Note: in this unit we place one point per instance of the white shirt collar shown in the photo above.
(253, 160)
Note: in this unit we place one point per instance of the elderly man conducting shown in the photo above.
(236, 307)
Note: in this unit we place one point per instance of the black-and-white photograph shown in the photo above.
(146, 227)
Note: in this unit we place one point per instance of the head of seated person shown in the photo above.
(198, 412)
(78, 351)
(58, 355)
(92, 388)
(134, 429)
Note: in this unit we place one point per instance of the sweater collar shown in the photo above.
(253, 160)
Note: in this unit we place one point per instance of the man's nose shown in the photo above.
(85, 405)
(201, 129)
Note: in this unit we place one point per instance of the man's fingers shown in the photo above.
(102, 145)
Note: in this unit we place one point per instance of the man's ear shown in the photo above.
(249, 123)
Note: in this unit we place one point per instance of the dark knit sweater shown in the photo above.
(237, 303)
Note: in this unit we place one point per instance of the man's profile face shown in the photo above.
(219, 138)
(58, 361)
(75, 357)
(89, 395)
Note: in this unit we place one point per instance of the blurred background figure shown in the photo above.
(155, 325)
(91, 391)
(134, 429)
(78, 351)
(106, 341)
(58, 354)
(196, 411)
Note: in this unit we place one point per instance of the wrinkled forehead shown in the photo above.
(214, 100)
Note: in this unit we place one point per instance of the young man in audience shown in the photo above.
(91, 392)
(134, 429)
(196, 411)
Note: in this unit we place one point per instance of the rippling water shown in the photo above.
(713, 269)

------------

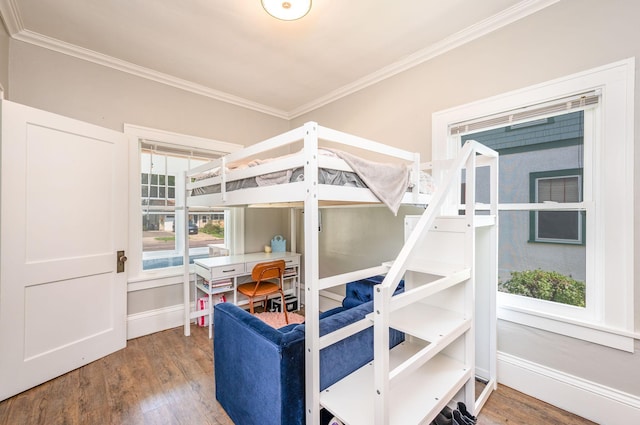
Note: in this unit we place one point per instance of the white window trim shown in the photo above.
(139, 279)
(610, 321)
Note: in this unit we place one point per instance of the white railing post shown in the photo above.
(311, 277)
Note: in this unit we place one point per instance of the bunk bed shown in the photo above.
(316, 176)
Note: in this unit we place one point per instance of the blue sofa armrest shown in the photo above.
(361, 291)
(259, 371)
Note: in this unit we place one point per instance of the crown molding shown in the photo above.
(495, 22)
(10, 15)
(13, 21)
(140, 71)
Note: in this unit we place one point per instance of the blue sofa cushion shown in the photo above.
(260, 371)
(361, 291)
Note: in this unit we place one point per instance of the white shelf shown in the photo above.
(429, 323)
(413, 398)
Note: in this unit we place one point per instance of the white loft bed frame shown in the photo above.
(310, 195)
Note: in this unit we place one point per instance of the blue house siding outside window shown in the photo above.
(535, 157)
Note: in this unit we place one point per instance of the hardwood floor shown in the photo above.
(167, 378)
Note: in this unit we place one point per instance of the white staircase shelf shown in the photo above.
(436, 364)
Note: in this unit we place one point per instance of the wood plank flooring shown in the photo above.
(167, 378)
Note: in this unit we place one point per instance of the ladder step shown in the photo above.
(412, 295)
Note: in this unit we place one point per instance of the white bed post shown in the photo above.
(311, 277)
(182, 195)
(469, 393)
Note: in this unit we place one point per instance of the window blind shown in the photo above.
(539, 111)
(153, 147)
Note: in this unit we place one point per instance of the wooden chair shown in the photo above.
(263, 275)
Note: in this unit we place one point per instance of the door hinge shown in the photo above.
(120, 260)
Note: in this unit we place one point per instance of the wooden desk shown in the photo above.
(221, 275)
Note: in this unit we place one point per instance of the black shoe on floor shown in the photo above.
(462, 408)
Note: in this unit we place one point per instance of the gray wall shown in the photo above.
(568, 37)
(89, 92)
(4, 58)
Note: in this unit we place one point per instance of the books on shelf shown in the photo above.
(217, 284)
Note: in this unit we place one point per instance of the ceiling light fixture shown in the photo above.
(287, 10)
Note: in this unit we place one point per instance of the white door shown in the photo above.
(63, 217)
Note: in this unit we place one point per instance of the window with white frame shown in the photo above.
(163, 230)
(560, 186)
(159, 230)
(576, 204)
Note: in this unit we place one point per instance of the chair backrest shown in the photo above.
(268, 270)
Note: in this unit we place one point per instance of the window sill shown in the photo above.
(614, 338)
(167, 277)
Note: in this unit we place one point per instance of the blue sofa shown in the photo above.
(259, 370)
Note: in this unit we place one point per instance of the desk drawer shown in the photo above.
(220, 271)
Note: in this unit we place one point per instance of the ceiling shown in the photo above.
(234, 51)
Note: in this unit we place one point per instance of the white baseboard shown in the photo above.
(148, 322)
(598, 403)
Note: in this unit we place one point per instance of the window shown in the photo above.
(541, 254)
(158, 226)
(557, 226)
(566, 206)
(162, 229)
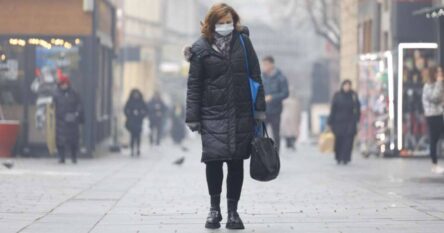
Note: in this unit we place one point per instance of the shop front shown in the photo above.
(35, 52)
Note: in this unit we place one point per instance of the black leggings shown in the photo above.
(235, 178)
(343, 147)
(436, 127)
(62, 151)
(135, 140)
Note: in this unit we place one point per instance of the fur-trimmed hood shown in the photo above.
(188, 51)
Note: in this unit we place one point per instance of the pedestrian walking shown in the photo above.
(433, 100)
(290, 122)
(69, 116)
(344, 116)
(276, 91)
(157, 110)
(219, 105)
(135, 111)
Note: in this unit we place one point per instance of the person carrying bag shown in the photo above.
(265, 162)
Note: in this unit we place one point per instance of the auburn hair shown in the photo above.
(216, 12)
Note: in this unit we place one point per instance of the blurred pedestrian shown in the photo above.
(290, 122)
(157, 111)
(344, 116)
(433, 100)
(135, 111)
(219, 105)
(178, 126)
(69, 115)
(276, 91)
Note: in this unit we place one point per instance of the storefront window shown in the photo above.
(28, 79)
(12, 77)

------------

### Task description
Please pull out every line of the listing above that contains the word "blue". Case counts, so copy only lines where it appears with the same capitalization.

### Solved exercise
Note: in this unit we place one point per instance of the blue sofa armrest shown in the photo above.
Note: in this unit we place one point per instance of the blue sofa cushion shown in the photo above.
Note: in this unit we place one point per instance of the blue house siding outside window shown in the photo above.
Note: in this unit we place one point per instance of the blue sofa shown in the photo above.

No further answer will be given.